> [OBJECTIVE]:
Copy the records from the line holding "Each instance of the sky" through the line holding "[1130, 686]", inclusive, swapping "doorway" for "entrance" and leaving everything else unchanged.

====

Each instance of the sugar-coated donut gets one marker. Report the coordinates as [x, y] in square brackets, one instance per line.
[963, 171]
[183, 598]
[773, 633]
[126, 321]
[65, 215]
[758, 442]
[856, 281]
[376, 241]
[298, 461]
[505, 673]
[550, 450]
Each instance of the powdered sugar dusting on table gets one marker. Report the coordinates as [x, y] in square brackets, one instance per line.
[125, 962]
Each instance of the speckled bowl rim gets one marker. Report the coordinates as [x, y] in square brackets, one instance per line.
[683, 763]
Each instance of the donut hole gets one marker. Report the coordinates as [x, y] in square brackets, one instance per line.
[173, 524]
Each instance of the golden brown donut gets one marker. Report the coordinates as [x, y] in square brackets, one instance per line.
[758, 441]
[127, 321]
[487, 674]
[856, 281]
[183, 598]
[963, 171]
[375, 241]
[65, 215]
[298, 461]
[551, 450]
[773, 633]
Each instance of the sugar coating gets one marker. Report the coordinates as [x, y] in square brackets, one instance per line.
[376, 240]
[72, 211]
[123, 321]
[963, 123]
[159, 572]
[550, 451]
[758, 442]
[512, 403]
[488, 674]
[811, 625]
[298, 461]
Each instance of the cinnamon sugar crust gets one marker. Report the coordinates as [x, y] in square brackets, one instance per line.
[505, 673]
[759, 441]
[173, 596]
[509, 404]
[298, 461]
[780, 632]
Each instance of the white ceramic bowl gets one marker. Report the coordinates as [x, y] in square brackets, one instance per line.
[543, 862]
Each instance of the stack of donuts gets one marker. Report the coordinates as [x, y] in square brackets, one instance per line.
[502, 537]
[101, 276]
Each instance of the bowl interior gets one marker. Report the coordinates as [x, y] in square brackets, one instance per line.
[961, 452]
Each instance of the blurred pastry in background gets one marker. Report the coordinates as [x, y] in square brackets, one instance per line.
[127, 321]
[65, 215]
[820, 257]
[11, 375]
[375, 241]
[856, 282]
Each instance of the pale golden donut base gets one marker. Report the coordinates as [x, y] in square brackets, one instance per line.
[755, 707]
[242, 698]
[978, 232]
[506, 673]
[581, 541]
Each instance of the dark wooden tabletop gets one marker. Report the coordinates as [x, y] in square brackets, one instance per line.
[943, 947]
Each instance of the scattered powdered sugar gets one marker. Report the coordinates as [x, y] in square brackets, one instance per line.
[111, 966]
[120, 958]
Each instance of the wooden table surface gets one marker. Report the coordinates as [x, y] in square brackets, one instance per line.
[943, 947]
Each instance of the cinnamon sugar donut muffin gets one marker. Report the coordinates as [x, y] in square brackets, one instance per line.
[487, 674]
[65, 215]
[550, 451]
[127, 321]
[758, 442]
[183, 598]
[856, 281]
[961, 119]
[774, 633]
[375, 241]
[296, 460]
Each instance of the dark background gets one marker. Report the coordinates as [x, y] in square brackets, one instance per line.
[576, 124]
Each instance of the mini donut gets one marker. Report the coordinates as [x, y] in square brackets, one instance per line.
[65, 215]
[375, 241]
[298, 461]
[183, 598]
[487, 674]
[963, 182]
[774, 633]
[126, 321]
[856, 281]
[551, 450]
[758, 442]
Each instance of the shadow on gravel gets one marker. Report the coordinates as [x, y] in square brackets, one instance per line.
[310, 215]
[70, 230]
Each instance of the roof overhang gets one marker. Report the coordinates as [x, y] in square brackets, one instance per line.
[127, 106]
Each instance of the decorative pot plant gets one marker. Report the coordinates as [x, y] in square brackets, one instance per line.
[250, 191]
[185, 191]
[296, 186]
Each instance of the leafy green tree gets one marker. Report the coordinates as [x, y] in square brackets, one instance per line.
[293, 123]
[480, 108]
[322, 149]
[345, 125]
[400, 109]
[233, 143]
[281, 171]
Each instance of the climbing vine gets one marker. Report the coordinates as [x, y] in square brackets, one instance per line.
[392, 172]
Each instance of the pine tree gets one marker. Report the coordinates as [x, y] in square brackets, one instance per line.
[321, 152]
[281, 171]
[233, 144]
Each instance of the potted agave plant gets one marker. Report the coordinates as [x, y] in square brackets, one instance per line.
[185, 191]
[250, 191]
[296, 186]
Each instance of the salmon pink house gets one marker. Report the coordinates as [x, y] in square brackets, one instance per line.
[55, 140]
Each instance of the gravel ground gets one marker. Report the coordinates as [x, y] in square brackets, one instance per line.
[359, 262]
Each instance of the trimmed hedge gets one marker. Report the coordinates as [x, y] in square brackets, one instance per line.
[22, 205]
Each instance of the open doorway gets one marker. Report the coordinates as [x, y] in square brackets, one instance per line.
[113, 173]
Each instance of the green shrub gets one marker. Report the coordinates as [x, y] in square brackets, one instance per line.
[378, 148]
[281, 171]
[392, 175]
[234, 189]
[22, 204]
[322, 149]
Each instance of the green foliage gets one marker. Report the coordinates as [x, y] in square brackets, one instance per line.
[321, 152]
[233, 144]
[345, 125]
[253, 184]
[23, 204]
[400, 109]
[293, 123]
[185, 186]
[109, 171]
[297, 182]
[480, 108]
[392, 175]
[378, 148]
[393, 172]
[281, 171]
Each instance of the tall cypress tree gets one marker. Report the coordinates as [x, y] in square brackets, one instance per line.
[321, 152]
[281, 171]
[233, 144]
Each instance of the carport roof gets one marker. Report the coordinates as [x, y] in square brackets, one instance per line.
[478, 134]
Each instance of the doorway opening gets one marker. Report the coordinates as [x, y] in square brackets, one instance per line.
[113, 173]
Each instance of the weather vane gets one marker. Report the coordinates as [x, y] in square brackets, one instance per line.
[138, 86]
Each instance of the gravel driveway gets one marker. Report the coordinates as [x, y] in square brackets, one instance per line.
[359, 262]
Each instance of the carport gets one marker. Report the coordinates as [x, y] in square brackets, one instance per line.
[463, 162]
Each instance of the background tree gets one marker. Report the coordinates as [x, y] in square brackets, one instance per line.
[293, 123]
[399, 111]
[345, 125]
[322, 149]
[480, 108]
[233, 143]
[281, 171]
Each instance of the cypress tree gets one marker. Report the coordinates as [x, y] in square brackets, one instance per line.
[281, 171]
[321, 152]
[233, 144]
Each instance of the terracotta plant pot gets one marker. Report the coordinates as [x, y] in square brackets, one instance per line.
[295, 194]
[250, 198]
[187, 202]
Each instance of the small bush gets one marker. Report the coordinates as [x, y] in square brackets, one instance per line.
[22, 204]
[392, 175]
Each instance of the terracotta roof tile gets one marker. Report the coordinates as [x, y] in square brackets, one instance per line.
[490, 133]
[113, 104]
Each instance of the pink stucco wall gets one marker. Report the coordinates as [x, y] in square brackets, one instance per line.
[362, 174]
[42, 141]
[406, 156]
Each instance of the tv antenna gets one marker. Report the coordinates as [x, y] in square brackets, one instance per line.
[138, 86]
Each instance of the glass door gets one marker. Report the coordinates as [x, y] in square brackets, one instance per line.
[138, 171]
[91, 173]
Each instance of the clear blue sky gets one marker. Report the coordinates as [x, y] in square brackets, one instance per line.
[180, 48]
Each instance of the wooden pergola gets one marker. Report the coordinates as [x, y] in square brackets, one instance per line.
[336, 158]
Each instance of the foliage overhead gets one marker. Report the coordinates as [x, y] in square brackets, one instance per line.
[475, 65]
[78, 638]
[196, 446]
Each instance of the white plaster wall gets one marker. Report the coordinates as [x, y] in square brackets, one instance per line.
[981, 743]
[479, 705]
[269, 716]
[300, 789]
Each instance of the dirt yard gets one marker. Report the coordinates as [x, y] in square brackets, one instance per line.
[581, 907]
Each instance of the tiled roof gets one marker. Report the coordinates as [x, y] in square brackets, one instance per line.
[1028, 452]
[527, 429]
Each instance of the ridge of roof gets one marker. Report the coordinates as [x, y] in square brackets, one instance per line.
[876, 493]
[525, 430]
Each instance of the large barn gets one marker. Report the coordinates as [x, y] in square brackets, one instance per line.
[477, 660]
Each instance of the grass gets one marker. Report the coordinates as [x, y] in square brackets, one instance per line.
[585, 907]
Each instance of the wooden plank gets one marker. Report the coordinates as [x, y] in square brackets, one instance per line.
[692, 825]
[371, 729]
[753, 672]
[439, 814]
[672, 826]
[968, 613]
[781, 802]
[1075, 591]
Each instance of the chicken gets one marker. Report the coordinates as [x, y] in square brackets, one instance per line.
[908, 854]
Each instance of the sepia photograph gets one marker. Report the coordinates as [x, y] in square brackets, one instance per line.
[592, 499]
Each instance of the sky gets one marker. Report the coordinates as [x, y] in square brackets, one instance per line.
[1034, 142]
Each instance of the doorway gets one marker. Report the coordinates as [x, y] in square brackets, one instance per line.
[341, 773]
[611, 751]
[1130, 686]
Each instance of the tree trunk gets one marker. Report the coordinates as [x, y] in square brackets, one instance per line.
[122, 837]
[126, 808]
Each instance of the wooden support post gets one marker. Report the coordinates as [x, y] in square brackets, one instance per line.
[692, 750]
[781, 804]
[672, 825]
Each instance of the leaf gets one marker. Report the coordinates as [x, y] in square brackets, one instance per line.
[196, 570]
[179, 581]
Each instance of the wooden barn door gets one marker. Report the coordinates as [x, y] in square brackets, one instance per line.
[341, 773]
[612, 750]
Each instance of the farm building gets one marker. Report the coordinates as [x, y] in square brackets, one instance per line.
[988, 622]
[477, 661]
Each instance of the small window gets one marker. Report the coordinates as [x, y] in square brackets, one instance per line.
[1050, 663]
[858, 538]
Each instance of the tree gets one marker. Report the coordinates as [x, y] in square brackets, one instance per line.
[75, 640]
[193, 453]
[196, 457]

====

> [RESULT BELOW]:
Each instance of the sky gets one marker. Report the coordinates as [x, y] in square brackets, one instance per line.
[1034, 142]
Each instance of the entrance gets one marker. Report the coordinates as [x, y] in square brackets, one instance per line.
[341, 773]
[611, 751]
[1130, 686]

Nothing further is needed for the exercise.